__YOUR TASK__: Render the rows from the first line up to and including the line with "column 189, row 135" as a numbered list, skipping any blank lines.

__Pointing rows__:
>> Begin

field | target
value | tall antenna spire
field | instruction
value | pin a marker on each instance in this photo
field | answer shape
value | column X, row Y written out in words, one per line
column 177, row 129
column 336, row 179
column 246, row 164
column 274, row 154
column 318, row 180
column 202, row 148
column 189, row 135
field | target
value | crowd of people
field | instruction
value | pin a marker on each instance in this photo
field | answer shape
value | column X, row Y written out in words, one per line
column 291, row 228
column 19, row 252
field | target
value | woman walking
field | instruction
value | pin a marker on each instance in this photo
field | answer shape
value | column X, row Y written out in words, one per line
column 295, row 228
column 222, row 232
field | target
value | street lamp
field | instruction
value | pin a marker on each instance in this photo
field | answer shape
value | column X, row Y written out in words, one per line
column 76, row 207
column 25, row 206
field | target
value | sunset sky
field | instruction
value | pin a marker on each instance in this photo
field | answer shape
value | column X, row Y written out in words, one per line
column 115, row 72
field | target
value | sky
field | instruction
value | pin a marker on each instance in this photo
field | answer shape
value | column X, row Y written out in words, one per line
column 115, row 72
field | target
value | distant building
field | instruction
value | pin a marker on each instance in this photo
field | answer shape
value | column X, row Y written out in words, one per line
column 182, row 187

>> End

__EXERCISE RESULT__:
1. field | target
2. value | tall antenna spire
3. field | instruction
4. value | pin a marker on each instance in this photo
5. field | answer shape
6. value | column X, row Y written out in words, one per line
7. column 177, row 129
8. column 336, row 179
9. column 246, row 164
10. column 274, row 154
11. column 318, row 180
12. column 202, row 148
13. column 189, row 135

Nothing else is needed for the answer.